Exercise description
Go through the data underneath and copy every line exactly.

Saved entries
########################################
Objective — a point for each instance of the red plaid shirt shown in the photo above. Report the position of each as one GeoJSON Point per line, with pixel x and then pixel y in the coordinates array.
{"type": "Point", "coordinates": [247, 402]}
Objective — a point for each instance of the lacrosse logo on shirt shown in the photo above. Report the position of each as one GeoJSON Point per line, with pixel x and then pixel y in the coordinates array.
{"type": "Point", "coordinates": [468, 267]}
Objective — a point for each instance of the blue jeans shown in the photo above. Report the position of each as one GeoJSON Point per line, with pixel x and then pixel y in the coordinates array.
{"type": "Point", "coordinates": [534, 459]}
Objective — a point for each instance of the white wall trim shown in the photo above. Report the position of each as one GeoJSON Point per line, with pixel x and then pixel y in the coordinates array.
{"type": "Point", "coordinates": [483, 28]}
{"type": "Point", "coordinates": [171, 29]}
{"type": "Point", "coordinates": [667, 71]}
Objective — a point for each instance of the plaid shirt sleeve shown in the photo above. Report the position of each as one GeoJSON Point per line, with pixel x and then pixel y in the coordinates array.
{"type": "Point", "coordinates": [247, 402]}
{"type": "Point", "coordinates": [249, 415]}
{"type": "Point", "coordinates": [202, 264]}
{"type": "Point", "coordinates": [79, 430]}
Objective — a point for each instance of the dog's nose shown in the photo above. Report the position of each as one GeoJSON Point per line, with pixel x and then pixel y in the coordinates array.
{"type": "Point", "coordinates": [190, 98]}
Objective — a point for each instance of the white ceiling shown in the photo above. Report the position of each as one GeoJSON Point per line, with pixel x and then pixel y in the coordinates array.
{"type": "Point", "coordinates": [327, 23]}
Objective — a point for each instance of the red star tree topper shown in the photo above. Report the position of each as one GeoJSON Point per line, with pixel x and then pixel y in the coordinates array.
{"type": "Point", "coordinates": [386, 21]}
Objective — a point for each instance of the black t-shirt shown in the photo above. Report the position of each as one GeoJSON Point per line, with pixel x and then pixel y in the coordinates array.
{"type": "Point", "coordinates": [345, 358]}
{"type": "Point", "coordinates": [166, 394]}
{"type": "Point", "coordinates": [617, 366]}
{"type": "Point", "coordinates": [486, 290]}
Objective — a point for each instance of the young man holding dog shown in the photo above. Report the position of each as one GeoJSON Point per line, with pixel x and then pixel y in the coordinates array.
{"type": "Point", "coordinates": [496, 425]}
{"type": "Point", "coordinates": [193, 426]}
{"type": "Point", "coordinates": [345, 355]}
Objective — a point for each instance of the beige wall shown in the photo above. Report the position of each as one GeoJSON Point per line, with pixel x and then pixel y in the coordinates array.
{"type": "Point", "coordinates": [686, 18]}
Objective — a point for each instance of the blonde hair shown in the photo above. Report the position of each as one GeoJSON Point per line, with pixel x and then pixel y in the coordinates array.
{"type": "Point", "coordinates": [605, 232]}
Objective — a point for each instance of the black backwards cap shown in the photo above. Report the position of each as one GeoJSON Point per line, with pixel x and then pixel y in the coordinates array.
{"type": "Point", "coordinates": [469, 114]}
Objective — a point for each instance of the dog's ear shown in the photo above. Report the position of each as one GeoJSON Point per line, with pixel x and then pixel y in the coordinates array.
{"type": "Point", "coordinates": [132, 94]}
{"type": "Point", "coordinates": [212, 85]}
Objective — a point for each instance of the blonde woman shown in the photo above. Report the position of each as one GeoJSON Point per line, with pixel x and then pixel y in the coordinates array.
########################################
Answer for the task
Objective — a point for each instance of the red plaid shirt shown in the photo above. Report the position of each as one GeoJSON Point per line, with pixel x and then pixel y in the coordinates array.
{"type": "Point", "coordinates": [247, 402]}
Objective — a point for each instance of the lacrosse logo on shirt shown in the photo above. Report the position of each as one GeoJSON Point per line, with pixel x and then pixel y in the coordinates array.
{"type": "Point", "coordinates": [468, 267]}
Objective — a point for each instance of the blue jeans shown in the photo above. Report the position of each as one GeoJSON Point per line, with pixel x and then pixel y in the coordinates array.
{"type": "Point", "coordinates": [534, 459]}
Objective — a point for each instance of the white wall trim shown in the photo above. Report the position of each as one GeoJSON Point per line, with pixel x and then pixel y in the coordinates array.
{"type": "Point", "coordinates": [483, 28]}
{"type": "Point", "coordinates": [171, 29]}
{"type": "Point", "coordinates": [667, 71]}
Objective — a point for each instance of the plaid shirt sleeve shown in the photo above. Report the position of each as one GeoJSON Point per line, with pixel x and then pixel y in the coordinates array.
{"type": "Point", "coordinates": [247, 402]}
{"type": "Point", "coordinates": [249, 415]}
{"type": "Point", "coordinates": [202, 264]}
{"type": "Point", "coordinates": [79, 430]}
Objective — a point for each instance of the dog's nose shown in the photo above. Report the position of each as one GeoJSON Point per line, with pixel x and then pixel y in the coordinates array.
{"type": "Point", "coordinates": [190, 98]}
Objective — a point for each instance of the white ceiling shown in the photo above. Report the position of each as one GeoJSON Point per line, with pixel x and then pixel y in the coordinates array.
{"type": "Point", "coordinates": [327, 23]}
Objective — a point for each instance of the red star tree topper shown in the photo above. Report the position of each as one GeoJSON Point per line, with pixel x and then pixel y in the coordinates array.
{"type": "Point", "coordinates": [386, 21]}
Objective — a point for each instance of the black t-shirt shown in the photo above. Report the position of each as one GeoJSON Point per line, with pixel x and then pixel y in the coordinates array.
{"type": "Point", "coordinates": [345, 358]}
{"type": "Point", "coordinates": [166, 394]}
{"type": "Point", "coordinates": [617, 366]}
{"type": "Point", "coordinates": [486, 290]}
Objective — a point for each instance of the young man holding dog shown in the photo above. Report the position of each as one GeoJSON Point per line, with pixel x and then pixel y in the coordinates array.
{"type": "Point", "coordinates": [496, 425]}
{"type": "Point", "coordinates": [193, 426]}
{"type": "Point", "coordinates": [345, 355]}
Objective — a point for each instance of the beige wall shown in the photo above. Report the position of each as one GeoJSON Point per line, with pixel x and then pixel y in the coordinates array.
{"type": "Point", "coordinates": [686, 18]}
Objective — a point for each instance of the blonde hair shown in the photo above. Report the position of each as one GeoJSON Point per line, with pixel x and then pixel y in the coordinates array.
{"type": "Point", "coordinates": [605, 232]}
Objective — a point for each instance of the black backwards cap shown in the photo above. Report the position of each as one GeoJSON Point per line, with pixel x and then pixel y in the coordinates array.
{"type": "Point", "coordinates": [469, 114]}
Objective — a point for each instance of the dog's ear shown in the photo above. Report the position of each as one GeoJSON Point per line, with pixel x and then pixel y in the coordinates array.
{"type": "Point", "coordinates": [132, 94]}
{"type": "Point", "coordinates": [212, 85]}
Objective — a point for each instance of the blonde woman shown in the photo above. Report the position of each as one GeoJSON Point per line, with pixel x and then pixel y in the coordinates array.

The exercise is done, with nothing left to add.